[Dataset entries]
BEGIN

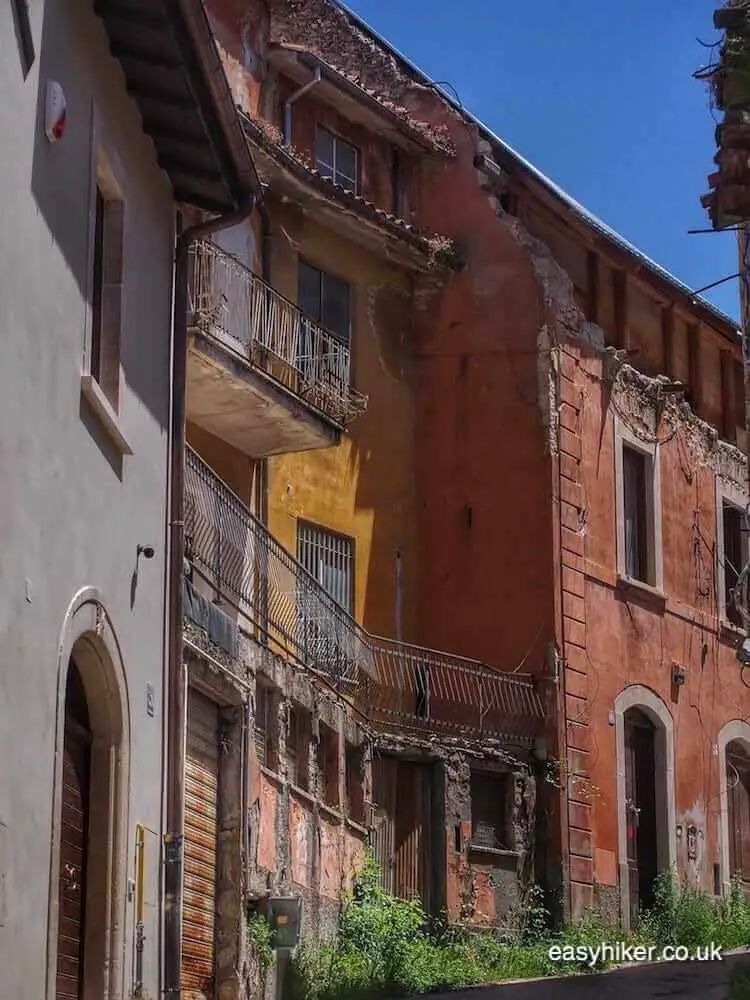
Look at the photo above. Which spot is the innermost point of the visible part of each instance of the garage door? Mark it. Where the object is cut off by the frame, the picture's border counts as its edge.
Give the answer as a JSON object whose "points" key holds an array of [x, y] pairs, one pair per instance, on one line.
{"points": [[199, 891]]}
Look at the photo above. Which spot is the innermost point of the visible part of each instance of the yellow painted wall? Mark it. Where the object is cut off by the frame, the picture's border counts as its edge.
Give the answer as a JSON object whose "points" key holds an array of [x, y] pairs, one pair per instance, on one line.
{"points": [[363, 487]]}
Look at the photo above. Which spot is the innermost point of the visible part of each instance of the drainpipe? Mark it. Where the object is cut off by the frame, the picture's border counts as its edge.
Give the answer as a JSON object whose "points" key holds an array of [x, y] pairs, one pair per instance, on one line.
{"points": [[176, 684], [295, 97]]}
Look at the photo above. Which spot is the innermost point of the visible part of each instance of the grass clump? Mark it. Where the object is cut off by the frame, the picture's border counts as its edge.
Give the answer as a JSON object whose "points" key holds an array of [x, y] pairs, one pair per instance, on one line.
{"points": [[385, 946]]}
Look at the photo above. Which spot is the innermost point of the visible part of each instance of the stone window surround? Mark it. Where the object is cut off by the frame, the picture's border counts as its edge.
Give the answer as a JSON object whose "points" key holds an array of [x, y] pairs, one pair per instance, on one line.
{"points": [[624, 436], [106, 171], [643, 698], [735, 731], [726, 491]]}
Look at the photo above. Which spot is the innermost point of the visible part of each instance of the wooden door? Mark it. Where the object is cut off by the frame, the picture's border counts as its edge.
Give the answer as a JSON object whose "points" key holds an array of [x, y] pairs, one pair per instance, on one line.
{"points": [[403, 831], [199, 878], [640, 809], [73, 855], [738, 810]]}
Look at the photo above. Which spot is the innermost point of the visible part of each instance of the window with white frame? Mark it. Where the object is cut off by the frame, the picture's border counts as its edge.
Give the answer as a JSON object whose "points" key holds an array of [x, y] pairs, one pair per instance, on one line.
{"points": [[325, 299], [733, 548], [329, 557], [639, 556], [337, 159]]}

END

Exercise details
The reply should consist solely of the lines above from the one that has "of the yellow" through the one that has "of the drainpipe?", reproduced exactly.

Solution for this task
Look at the photo above. Which spot is the innermost point of the visible part of each instance of the yellow painted wall? Mark it. Where the object is cut off by the frame, the picture's border counts as its edge.
Give the answer as a JSON object whose "points" key holds an array of [x, y] pairs, one pair per instance, on one line.
{"points": [[363, 487]]}
Look at the photo above. Which spot is the innermost point of the visible part of each instance of the drainpipe? Mark it. Where the object is cut off by the frame, the picture's border counts as its edge.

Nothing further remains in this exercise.